#### Provided information:

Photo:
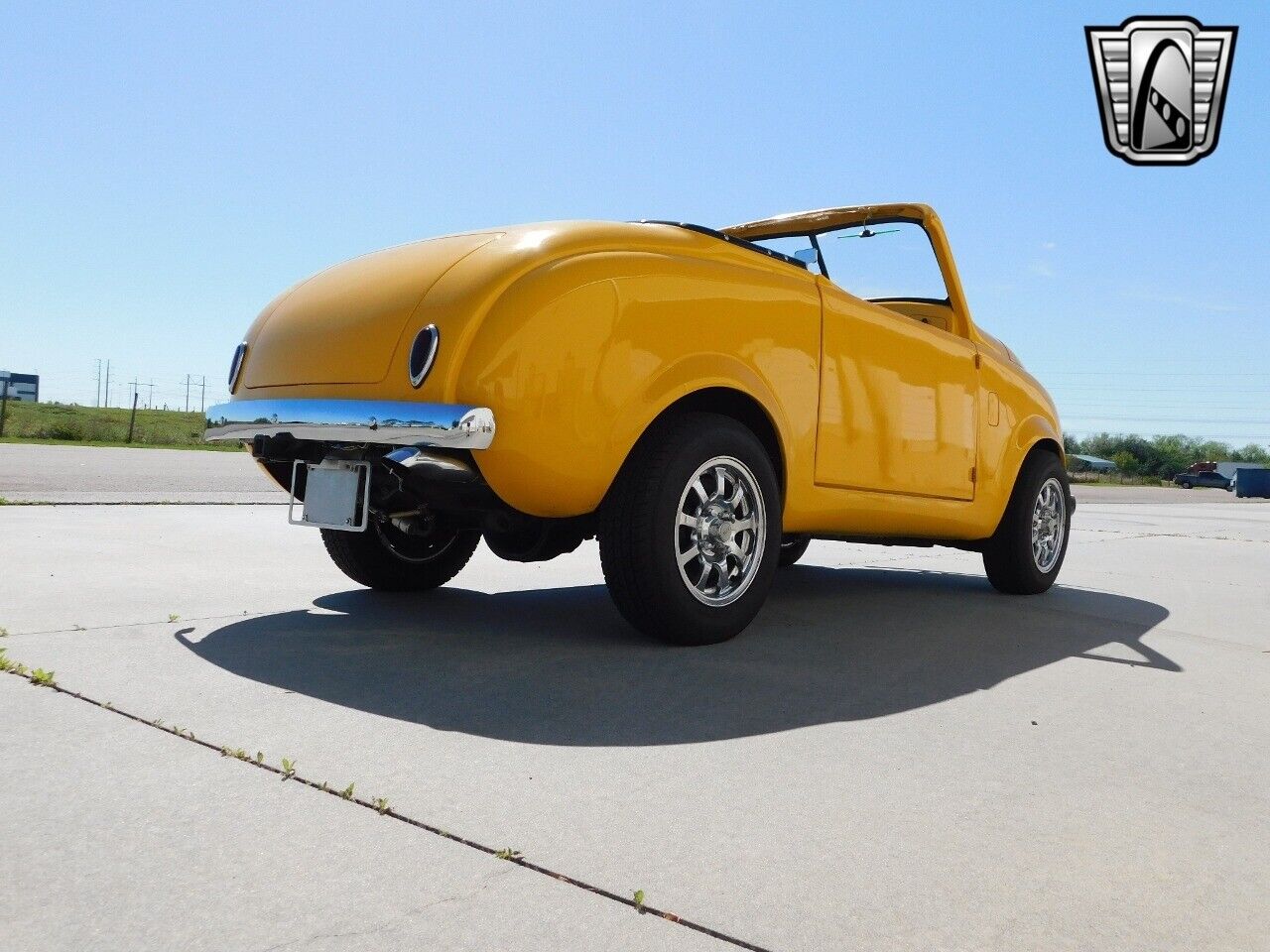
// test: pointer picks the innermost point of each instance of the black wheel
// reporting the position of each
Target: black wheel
(1024, 555)
(384, 557)
(689, 534)
(793, 547)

#### Exercise:
Copy all the material exactly; omit images.

#### Answer below:
Photo:
// test: pointer picks the innermost point of each instance of the black wheel
// reporting the position of each
Target: black wheel
(1024, 555)
(384, 557)
(689, 534)
(793, 547)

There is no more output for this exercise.